- [Prompt]: Copy out, word for word, the entries below, starting with the line that contains "Reviewer note: confirm that every instance of the uniform" and going on through the line that contains "<point>635,435</point>", both ends included.

====== Source material

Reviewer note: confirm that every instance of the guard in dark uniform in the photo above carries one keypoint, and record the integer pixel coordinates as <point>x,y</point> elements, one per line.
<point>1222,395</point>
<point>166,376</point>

============
====== Source material

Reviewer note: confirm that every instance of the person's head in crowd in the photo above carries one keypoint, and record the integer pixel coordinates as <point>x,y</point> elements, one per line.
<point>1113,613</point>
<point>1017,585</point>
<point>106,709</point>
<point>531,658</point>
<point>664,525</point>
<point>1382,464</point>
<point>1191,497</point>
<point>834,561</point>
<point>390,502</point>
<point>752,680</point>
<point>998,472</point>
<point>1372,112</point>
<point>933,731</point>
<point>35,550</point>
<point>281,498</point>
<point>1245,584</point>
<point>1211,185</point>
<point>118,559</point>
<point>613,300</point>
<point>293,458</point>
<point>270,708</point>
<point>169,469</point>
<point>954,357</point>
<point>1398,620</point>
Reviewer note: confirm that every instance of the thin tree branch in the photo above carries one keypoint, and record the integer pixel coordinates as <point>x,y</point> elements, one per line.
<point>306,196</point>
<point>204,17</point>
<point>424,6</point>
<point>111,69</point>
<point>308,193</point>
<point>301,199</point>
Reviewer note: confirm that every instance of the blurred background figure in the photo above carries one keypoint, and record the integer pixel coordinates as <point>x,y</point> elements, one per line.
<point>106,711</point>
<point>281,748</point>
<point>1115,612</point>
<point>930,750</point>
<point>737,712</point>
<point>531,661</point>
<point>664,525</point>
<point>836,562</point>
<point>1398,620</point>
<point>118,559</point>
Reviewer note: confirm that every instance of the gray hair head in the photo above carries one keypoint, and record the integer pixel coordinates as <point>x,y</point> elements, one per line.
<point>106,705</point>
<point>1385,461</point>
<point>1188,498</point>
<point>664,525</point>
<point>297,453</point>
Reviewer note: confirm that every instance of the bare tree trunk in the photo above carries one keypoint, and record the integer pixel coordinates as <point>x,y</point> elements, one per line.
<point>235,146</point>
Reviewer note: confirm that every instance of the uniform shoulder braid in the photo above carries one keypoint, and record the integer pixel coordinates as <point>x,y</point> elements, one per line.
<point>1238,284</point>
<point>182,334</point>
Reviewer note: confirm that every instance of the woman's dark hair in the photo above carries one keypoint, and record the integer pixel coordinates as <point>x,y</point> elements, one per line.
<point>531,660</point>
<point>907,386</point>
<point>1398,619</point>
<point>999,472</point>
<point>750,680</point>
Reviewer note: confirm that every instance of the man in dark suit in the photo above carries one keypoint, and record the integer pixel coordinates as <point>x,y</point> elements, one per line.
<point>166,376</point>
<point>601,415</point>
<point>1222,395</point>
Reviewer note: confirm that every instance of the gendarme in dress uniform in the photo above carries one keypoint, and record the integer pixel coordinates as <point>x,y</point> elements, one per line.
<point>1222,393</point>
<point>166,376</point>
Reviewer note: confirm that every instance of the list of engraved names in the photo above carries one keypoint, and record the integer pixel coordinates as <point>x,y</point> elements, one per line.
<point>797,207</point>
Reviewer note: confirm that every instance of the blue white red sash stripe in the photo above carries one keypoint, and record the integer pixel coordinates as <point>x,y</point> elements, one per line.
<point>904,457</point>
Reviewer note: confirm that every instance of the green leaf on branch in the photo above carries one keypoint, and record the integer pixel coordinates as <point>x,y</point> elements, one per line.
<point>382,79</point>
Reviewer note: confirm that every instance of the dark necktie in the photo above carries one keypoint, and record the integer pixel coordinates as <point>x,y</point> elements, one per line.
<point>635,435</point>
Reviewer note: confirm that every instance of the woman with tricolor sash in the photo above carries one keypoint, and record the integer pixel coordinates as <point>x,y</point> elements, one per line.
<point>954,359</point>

============

- [Completed exercise]:
Reviewer note: confirm that every instance of the uniform shoulder braid in the photo above carries one keypoint, and record the integer pixel coordinates as <point>x,y</point> elements, one per line.
<point>1238,284</point>
<point>182,334</point>
Reviewer note: confirm that every instance of the woman's dark hair in the photo above carries one keypoint, and record the integer pixel coordinates as <point>x,y</point> elements, one per line.
<point>531,660</point>
<point>907,386</point>
<point>1398,619</point>
<point>999,472</point>
<point>750,680</point>
Reviewer note: confirm that every instance of the man in dark suit in the photo above carries one keypoint, and record the integer pixel coordinates as <point>x,y</point> elements, one per line.
<point>166,376</point>
<point>601,415</point>
<point>1222,395</point>
Reviewer note: confirm that every instance of the gendarme in dress uniform in the photo above carries one keypoint, and record the integer pixel coordinates as <point>x,y</point> elements, one per line.
<point>1222,393</point>
<point>166,376</point>
Reviewer note: confirm that every instance of the list of engraved names in the photo above carries one keypoint, and record the integer pixel coordinates as <point>x,y</point> elements, one per line.
<point>797,207</point>
Reviewer note: confirm that every instance of the blue white red sash stripe in the photo above carries one keypoint, and record the integer pixel coordinates as <point>x,y</point> elements, one per line.
<point>904,457</point>
Reviewer note: confirm that every instance of the green leaf on branch in the photo above carries one keypoint, and record the integer pixel coordinates as <point>x,y</point> elements, one per line.
<point>382,79</point>
Reviewer note: confirm that every instance of the dark necktie in the photo above carries one keypoint, and record the integer pixel coordinates as <point>x,y</point> elements, one per line.
<point>635,435</point>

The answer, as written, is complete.